START TEXT SECTION

The price of gold has seen a series of declines since August, from around $1,808 to $1,688 per ounce, mostly influenced by the US dollar receiving support from Federal Reserve interest rate hikes.

Supported by a strong US economy still creating jobs, Reuters’ Hari Kishan reported, the Fed has stepped up its fight against inflation by raising interest rates faster than most other central banks.

“That has helped the dollar turn in one of its best performances in at least a decade.

“The dollar index, which was up around 15 per cent for the year, touched a fresh two-decade high of 110.55 on Tuesday.

“With most outcomes like higher interest rate differentials and safe haven moves expected to favour the dollar, the currency is likely to remain strong for longer,” Kishan said.

The current US dollar exchange rate is 2.5 per cent.

Fed Chairman Jerome Powell said at the recent Jackson Hole Economic Symposium that the US central bank would continue to raise interest rates.

END TEXT SECTION

- _SET OF TASKS_:
1. Revise the passage on the gold price from "The price of" up to and including "least a decade.", replacing "dollar" with "greenback" each time it occurs.
2. List every figure written in digits in the first four paragraphs of the gold price report.
3. Proceed with the report on the gold price, starting after its final sentence.

START ENTRIES SUPPLIED

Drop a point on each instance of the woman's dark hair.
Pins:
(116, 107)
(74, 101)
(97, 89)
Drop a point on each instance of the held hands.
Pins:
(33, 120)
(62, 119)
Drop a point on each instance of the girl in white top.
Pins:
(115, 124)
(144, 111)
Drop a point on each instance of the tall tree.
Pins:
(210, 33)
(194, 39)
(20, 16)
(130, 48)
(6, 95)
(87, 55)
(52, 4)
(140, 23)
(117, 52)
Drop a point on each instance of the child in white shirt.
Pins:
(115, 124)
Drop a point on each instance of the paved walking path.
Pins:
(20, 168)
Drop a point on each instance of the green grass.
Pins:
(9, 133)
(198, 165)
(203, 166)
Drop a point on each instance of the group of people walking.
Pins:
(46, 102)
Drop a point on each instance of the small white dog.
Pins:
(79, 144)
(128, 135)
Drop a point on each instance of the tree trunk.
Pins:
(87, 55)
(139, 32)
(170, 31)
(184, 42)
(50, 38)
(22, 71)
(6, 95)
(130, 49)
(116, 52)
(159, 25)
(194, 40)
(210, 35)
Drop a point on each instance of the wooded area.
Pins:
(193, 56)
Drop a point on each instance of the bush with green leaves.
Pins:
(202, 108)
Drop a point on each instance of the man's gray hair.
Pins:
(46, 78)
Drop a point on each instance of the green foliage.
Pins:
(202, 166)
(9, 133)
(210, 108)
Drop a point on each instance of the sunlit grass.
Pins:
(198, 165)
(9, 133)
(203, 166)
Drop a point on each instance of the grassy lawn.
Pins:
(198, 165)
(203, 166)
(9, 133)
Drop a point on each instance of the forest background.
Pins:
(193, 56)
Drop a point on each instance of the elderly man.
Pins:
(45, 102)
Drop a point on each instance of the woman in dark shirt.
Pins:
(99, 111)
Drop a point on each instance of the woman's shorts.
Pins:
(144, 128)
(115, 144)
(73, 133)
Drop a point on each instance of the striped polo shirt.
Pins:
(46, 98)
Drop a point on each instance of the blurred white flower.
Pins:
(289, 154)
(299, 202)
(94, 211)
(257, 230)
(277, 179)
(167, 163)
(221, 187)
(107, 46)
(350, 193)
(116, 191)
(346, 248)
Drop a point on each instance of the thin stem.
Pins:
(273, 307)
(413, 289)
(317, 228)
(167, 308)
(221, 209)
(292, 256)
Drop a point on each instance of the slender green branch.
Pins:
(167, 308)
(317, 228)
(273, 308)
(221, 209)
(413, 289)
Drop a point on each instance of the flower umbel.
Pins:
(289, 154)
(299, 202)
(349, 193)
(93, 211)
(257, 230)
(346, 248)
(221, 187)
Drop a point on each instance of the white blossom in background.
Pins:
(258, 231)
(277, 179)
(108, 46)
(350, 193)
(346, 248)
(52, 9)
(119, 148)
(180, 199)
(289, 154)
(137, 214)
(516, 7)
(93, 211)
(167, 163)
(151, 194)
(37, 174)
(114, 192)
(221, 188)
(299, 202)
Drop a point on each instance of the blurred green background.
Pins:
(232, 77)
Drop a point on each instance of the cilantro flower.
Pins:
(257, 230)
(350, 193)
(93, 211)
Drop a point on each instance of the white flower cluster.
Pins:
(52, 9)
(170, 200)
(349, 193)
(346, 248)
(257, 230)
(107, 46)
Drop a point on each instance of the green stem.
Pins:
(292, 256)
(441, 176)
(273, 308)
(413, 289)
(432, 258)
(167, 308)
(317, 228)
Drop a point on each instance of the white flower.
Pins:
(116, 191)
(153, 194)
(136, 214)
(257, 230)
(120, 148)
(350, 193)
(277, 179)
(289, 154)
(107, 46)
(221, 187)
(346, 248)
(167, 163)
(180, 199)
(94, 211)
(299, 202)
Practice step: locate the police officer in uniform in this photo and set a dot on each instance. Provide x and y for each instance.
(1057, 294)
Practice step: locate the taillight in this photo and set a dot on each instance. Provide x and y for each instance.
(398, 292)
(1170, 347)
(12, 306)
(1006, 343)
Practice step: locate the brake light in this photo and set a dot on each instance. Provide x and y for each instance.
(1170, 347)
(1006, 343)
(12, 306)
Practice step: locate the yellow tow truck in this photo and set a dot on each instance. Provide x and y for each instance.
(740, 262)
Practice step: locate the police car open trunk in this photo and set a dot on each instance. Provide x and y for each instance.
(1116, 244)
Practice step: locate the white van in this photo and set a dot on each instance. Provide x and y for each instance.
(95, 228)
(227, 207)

END ENTRIES SUPPLIED

- _SET OF ANSWERS_:
1.
The price of gold has seen a series of declines since August, from around $1,808 to $1,688 per ounce, mostly influenced by the US greenback receiving support from Federal Reserve interest rate hikes.

Supported by a strong US economy still creating jobs, Reuters’ Hari Kishan reported, the Fed has stepped up its fight against inflation by raising interest rates faster than most other central banks.

“That has helped the greenback turn in one of its best performances in at least a decade.

2. $1,808, $1,688, 15 per cent, 110.55

3.
The next Fed meeting on interest rates is to be held on September 21.

Based on these fundamentals, PP Link Securities business manager Long Samnang said: “The Fed will raise the interest rate further by 0.50 to 0.75 per cent.

“With such a high possibility of an interest rate hike, the price of gold will fall from its current $1,696 to $1,656 per ounce.”

However, Samnang remained optimistic.

“Compared to the global economy, the price of the yellow metal will rebound after the Fed raises interest rates.”

For this week’s trading recommendation, market analyst Samnang recommends investors to remain patient and buy gold at between $1,660 to $1,656 per ounce.